#### [EXERCISE DATA]
== == ==
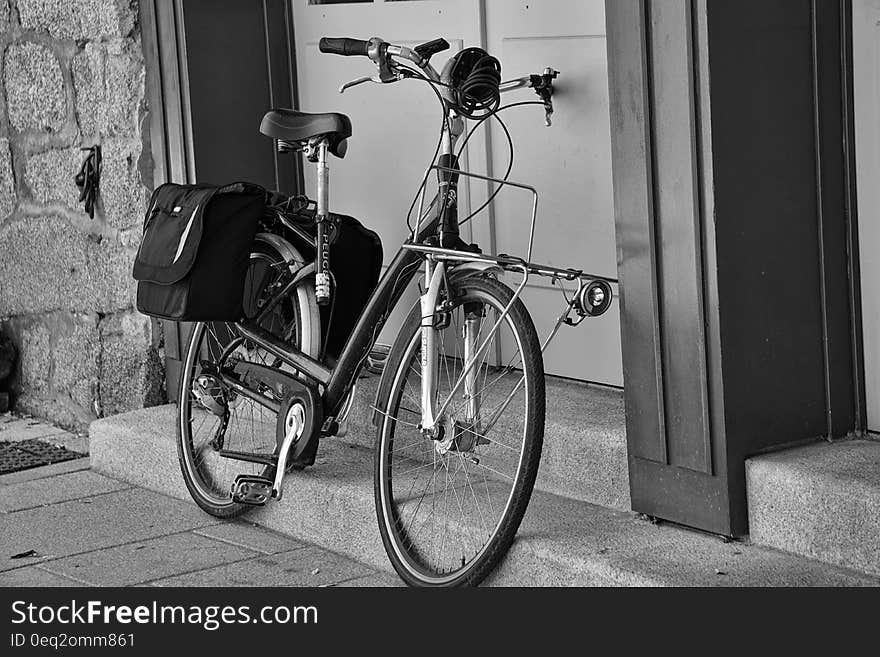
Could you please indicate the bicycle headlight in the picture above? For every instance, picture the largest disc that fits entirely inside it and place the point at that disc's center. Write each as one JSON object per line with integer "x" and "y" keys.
{"x": 595, "y": 298}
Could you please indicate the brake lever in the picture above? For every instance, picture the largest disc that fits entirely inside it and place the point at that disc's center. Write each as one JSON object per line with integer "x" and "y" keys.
{"x": 354, "y": 83}
{"x": 543, "y": 86}
{"x": 392, "y": 75}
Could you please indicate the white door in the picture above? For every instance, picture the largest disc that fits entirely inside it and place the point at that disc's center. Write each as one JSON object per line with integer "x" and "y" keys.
{"x": 395, "y": 130}
{"x": 569, "y": 163}
{"x": 395, "y": 127}
{"x": 866, "y": 74}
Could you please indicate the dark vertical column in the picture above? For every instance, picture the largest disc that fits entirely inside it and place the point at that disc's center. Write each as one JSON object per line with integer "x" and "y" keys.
{"x": 727, "y": 119}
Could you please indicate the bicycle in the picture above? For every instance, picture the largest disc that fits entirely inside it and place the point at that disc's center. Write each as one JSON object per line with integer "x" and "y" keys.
{"x": 459, "y": 429}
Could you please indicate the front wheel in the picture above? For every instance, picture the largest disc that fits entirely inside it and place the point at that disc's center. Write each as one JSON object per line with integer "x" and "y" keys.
{"x": 450, "y": 504}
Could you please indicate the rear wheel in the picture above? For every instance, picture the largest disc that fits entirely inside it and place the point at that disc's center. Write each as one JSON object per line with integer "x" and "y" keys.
{"x": 449, "y": 505}
{"x": 212, "y": 416}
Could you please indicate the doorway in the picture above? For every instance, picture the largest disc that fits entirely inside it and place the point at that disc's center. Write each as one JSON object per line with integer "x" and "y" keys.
{"x": 866, "y": 89}
{"x": 395, "y": 131}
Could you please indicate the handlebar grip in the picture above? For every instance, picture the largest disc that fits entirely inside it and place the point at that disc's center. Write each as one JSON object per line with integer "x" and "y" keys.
{"x": 344, "y": 46}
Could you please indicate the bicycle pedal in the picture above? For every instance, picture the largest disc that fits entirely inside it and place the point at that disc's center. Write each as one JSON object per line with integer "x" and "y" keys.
{"x": 251, "y": 489}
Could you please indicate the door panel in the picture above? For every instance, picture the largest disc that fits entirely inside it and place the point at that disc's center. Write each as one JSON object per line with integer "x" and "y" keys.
{"x": 395, "y": 127}
{"x": 395, "y": 130}
{"x": 569, "y": 164}
{"x": 866, "y": 74}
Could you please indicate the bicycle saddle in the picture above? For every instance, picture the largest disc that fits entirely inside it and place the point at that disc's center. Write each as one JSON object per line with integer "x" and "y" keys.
{"x": 293, "y": 126}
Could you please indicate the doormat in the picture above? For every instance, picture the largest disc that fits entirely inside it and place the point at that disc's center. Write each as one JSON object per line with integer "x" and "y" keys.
{"x": 25, "y": 454}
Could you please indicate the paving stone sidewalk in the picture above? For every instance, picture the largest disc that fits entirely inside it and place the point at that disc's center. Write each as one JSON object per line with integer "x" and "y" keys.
{"x": 64, "y": 525}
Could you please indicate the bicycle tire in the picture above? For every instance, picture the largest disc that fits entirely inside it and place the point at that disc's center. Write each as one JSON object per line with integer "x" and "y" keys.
{"x": 307, "y": 329}
{"x": 410, "y": 566}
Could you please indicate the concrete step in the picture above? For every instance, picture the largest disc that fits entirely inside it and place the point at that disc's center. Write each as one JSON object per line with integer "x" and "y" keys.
{"x": 821, "y": 501}
{"x": 584, "y": 455}
{"x": 561, "y": 542}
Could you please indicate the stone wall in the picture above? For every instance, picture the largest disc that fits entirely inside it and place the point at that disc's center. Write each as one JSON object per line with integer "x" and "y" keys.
{"x": 72, "y": 74}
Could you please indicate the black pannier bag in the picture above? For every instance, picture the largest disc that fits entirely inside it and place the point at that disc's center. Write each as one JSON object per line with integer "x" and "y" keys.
{"x": 355, "y": 262}
{"x": 192, "y": 262}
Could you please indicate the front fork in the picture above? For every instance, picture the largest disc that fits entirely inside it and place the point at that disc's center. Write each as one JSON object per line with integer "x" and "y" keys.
{"x": 435, "y": 272}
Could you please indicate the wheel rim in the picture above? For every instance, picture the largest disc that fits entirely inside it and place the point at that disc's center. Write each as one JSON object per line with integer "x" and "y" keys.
{"x": 407, "y": 504}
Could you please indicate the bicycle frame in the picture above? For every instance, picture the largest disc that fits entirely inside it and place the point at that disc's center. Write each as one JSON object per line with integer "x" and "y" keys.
{"x": 438, "y": 262}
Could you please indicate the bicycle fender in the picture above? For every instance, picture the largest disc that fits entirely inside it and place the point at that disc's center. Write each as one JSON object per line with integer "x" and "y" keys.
{"x": 455, "y": 276}
{"x": 385, "y": 381}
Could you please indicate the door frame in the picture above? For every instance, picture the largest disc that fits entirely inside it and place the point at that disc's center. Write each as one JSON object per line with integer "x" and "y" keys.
{"x": 641, "y": 70}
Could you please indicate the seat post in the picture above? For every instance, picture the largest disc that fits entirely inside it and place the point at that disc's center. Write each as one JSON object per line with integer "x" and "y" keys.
{"x": 322, "y": 277}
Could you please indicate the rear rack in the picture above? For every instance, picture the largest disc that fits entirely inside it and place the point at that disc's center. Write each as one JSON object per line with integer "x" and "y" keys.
{"x": 523, "y": 266}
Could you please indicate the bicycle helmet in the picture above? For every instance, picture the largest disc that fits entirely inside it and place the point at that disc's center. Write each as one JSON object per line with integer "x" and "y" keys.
{"x": 473, "y": 76}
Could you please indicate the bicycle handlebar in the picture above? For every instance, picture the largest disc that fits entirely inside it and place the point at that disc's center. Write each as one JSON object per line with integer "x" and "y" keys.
{"x": 381, "y": 53}
{"x": 344, "y": 46}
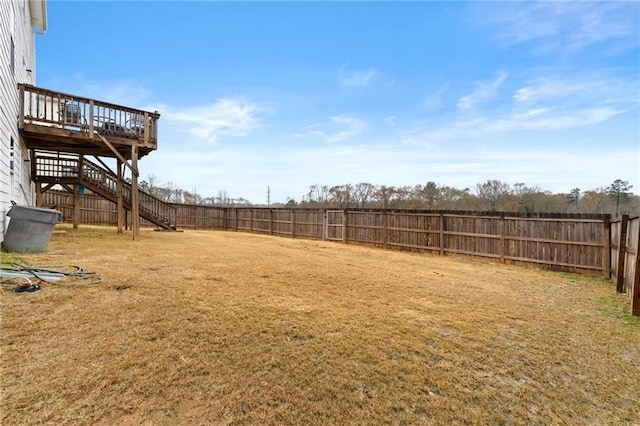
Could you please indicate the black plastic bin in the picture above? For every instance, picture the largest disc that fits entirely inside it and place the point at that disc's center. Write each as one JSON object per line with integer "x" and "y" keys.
{"x": 30, "y": 228}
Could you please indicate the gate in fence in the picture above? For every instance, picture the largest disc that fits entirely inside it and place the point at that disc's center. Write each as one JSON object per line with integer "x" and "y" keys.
{"x": 334, "y": 225}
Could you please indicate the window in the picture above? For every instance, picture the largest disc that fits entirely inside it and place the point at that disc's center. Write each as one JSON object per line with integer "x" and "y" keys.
{"x": 11, "y": 156}
{"x": 13, "y": 57}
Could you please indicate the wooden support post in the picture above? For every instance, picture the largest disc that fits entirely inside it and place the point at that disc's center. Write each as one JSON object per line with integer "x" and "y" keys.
{"x": 135, "y": 208}
{"x": 76, "y": 205}
{"x": 38, "y": 194}
{"x": 606, "y": 247}
{"x": 635, "y": 283}
{"x": 119, "y": 206}
{"x": 34, "y": 166}
{"x": 80, "y": 171}
{"x": 622, "y": 254}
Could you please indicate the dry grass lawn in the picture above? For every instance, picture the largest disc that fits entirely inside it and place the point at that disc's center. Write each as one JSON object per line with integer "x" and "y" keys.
{"x": 207, "y": 327}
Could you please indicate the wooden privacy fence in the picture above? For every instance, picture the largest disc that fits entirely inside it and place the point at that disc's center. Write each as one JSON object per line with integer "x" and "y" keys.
{"x": 586, "y": 243}
{"x": 625, "y": 265}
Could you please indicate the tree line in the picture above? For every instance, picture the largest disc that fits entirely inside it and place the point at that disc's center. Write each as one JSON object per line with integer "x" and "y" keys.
{"x": 491, "y": 195}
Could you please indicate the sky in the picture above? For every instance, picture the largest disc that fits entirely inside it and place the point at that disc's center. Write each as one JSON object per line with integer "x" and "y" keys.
{"x": 284, "y": 95}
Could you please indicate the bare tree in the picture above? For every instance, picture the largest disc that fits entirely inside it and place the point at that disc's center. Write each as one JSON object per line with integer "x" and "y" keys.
{"x": 619, "y": 190}
{"x": 494, "y": 192}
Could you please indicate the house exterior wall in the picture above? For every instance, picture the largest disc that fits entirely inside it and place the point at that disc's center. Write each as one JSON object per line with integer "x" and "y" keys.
{"x": 17, "y": 65}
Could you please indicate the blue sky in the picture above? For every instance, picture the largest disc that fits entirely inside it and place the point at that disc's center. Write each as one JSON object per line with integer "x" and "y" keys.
{"x": 289, "y": 94}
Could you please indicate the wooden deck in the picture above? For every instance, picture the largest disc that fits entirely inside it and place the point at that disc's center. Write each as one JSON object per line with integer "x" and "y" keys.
{"x": 56, "y": 121}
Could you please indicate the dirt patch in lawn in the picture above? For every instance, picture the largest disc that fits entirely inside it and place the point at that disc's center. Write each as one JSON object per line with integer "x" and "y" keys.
{"x": 207, "y": 327}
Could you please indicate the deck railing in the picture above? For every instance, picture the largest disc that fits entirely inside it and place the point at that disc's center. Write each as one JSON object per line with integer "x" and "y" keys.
{"x": 55, "y": 109}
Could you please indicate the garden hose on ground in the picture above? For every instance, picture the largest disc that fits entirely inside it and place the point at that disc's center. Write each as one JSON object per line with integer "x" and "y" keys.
{"x": 25, "y": 271}
{"x": 28, "y": 287}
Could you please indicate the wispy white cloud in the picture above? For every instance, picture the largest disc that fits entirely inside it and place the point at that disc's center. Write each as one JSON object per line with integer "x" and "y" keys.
{"x": 357, "y": 78}
{"x": 488, "y": 126}
{"x": 595, "y": 88}
{"x": 562, "y": 26}
{"x": 225, "y": 117}
{"x": 484, "y": 91}
{"x": 342, "y": 128}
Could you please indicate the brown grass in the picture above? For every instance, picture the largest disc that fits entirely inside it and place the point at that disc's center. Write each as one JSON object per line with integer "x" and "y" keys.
{"x": 208, "y": 327}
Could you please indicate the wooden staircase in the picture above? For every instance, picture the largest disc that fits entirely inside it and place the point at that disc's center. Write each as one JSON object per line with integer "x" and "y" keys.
{"x": 72, "y": 169}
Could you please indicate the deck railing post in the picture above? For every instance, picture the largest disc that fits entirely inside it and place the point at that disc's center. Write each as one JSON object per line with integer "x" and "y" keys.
{"x": 146, "y": 128}
{"x": 91, "y": 118}
{"x": 21, "y": 107}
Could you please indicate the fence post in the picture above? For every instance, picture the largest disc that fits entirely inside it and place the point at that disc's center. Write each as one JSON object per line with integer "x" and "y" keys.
{"x": 270, "y": 221}
{"x": 325, "y": 225}
{"x": 635, "y": 283}
{"x": 344, "y": 226}
{"x": 385, "y": 229}
{"x": 622, "y": 253}
{"x": 441, "y": 234}
{"x": 606, "y": 249}
{"x": 235, "y": 228}
{"x": 502, "y": 232}
{"x": 293, "y": 223}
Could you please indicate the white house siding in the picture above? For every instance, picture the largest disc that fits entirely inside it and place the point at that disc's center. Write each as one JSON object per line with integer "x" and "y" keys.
{"x": 15, "y": 181}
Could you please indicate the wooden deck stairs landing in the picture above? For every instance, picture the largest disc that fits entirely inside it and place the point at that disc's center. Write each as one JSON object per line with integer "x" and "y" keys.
{"x": 72, "y": 169}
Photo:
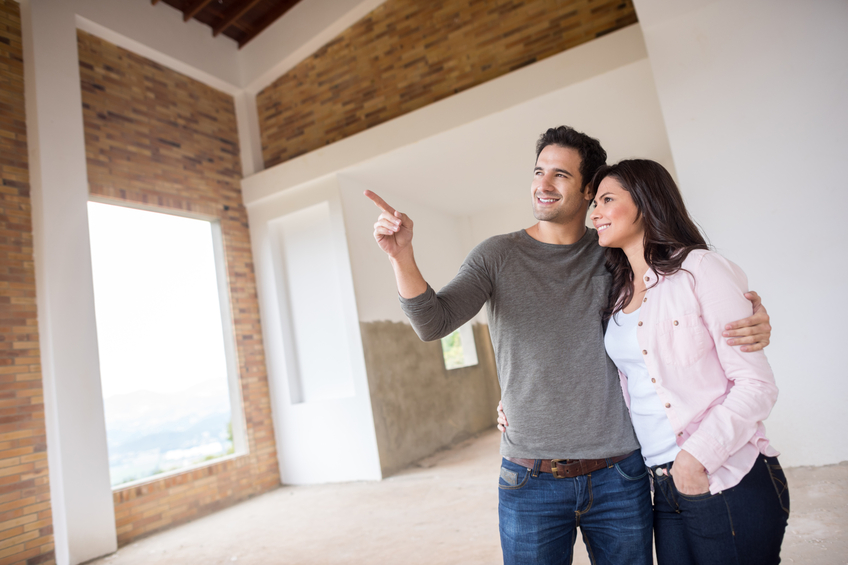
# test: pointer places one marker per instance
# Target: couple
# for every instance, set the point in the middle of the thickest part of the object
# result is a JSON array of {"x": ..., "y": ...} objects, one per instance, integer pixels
[{"x": 571, "y": 457}]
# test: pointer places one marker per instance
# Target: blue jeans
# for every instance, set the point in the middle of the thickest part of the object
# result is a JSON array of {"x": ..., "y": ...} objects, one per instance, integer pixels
[
  {"x": 539, "y": 514},
  {"x": 743, "y": 525}
]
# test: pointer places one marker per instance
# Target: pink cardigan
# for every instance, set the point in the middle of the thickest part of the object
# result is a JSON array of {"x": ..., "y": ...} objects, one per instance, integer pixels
[{"x": 715, "y": 395}]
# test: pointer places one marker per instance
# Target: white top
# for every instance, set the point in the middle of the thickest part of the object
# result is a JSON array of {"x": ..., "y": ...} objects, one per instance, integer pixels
[{"x": 650, "y": 422}]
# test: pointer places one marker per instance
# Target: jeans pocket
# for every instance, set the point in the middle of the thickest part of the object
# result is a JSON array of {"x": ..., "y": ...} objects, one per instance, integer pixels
[
  {"x": 778, "y": 479},
  {"x": 632, "y": 468},
  {"x": 512, "y": 476}
]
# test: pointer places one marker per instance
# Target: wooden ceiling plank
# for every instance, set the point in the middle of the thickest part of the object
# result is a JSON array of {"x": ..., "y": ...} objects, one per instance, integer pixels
[
  {"x": 269, "y": 18},
  {"x": 235, "y": 14},
  {"x": 192, "y": 9}
]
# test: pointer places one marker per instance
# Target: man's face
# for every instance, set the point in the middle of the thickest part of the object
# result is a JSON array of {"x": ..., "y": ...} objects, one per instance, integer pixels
[{"x": 556, "y": 193}]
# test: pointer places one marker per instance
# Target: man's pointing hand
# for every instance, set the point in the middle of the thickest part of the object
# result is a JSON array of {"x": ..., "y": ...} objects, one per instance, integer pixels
[{"x": 393, "y": 230}]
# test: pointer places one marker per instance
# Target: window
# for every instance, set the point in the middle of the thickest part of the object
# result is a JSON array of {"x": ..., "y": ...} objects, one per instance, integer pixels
[
  {"x": 167, "y": 363},
  {"x": 459, "y": 349}
]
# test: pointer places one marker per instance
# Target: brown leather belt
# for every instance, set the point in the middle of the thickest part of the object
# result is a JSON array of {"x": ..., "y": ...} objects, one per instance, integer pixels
[{"x": 562, "y": 468}]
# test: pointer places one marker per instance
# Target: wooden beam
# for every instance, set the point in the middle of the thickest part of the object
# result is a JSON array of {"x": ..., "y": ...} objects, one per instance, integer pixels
[
  {"x": 191, "y": 10},
  {"x": 234, "y": 14},
  {"x": 269, "y": 18}
]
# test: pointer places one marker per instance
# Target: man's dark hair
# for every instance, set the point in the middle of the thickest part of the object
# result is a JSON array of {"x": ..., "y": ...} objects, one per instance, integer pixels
[{"x": 592, "y": 155}]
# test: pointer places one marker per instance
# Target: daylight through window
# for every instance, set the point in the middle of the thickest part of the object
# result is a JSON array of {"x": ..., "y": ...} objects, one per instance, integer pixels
[{"x": 161, "y": 331}]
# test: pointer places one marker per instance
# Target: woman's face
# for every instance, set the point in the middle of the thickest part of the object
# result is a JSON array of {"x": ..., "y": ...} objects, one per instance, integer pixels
[{"x": 615, "y": 216}]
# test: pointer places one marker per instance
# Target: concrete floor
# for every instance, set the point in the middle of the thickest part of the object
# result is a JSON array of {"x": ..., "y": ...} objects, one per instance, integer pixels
[{"x": 441, "y": 511}]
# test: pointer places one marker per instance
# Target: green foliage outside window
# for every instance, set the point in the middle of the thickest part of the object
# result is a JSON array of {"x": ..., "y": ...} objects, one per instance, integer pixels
[{"x": 452, "y": 351}]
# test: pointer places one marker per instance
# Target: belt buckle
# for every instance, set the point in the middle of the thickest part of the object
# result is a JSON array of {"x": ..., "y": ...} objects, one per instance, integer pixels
[{"x": 554, "y": 470}]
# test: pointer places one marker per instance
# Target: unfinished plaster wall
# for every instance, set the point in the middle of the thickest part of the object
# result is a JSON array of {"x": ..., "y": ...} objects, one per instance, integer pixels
[{"x": 419, "y": 406}]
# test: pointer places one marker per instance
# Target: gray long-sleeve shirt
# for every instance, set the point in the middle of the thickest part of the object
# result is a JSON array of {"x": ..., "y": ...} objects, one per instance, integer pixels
[{"x": 561, "y": 391}]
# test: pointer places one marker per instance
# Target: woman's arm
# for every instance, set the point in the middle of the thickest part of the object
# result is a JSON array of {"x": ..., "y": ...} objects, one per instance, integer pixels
[{"x": 719, "y": 288}]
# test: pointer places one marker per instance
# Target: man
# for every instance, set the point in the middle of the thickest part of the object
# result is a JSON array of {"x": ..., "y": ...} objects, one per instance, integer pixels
[{"x": 570, "y": 455}]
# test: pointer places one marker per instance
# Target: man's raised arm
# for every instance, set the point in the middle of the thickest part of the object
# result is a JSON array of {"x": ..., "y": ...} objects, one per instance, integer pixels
[{"x": 393, "y": 232}]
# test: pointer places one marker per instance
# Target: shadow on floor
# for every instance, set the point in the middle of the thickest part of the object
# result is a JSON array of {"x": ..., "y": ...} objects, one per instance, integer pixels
[{"x": 441, "y": 511}]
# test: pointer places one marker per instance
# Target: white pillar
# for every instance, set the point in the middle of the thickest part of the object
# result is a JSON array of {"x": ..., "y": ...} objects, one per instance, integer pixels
[{"x": 80, "y": 491}]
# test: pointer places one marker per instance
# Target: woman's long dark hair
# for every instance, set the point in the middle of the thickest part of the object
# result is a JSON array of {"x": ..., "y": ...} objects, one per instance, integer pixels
[{"x": 670, "y": 233}]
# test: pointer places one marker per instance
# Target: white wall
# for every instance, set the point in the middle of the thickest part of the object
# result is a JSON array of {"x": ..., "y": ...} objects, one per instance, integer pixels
[
  {"x": 440, "y": 247},
  {"x": 754, "y": 94},
  {"x": 306, "y": 430},
  {"x": 80, "y": 491}
]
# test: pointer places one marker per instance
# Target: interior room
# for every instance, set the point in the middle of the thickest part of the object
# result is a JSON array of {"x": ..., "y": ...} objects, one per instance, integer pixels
[{"x": 260, "y": 124}]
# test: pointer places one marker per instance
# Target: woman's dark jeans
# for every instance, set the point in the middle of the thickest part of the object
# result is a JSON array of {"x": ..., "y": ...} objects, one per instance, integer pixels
[{"x": 743, "y": 525}]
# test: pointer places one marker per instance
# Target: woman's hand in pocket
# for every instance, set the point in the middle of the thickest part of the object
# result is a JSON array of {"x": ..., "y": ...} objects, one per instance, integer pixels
[
  {"x": 689, "y": 475},
  {"x": 502, "y": 423}
]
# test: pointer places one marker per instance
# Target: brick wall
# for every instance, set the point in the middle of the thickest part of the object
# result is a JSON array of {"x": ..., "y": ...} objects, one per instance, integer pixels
[
  {"x": 26, "y": 526},
  {"x": 156, "y": 137},
  {"x": 407, "y": 53}
]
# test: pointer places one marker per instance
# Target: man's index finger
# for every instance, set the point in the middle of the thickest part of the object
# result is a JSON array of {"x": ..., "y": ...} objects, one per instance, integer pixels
[{"x": 379, "y": 202}]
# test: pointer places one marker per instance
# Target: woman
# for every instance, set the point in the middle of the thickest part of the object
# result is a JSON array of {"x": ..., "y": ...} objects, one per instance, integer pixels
[{"x": 696, "y": 403}]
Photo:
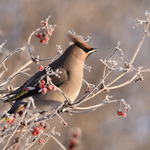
== == ==
#### [WHAT IS BEING ASKED]
Scan the material for the string "jeans". Copy each line where it appears.

#### [ANSWER BOX]
# Target: blue jeans
# Target: jeans pocket
# Target: woman's dark jeans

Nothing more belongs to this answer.